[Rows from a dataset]
════════════════════

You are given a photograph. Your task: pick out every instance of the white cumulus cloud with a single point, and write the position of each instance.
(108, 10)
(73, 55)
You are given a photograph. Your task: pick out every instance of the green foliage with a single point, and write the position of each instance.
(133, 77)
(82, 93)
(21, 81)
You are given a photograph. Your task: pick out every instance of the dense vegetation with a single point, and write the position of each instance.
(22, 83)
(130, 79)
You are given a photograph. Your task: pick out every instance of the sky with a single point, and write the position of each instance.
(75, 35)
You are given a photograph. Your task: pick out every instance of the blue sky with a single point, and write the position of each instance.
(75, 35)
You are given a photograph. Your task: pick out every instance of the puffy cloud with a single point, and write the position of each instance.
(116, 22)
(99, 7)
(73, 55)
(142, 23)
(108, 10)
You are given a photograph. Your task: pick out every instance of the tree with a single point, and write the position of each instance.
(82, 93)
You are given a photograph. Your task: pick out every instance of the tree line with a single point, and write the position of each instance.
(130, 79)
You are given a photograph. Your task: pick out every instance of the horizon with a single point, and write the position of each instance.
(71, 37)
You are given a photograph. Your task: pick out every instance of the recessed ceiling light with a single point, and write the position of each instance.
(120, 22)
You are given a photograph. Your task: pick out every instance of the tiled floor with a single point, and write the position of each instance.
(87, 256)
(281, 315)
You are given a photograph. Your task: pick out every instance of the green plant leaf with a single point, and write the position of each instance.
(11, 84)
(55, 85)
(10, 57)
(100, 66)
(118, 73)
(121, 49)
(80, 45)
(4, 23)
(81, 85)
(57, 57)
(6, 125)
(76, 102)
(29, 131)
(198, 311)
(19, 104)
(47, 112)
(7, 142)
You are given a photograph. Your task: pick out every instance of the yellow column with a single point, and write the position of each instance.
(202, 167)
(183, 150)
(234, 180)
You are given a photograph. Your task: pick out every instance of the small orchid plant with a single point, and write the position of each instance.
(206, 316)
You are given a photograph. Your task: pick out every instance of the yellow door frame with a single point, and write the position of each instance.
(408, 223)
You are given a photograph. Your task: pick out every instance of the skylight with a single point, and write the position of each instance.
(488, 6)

════════════════════

WHAT IS REQUIRED ::
Could you copy out, verbatim, everything from the line containing "the yellow door" down to the end of the items?

TASK OUTPUT ::
You are given a photograph. Your task: pick out every instance of the yellow door frame with a single point, and write the position of each instance.
(408, 223)
You are given a photograph. Your task: pick out every instance of the skylight with a single point, and write the position of each instance.
(488, 6)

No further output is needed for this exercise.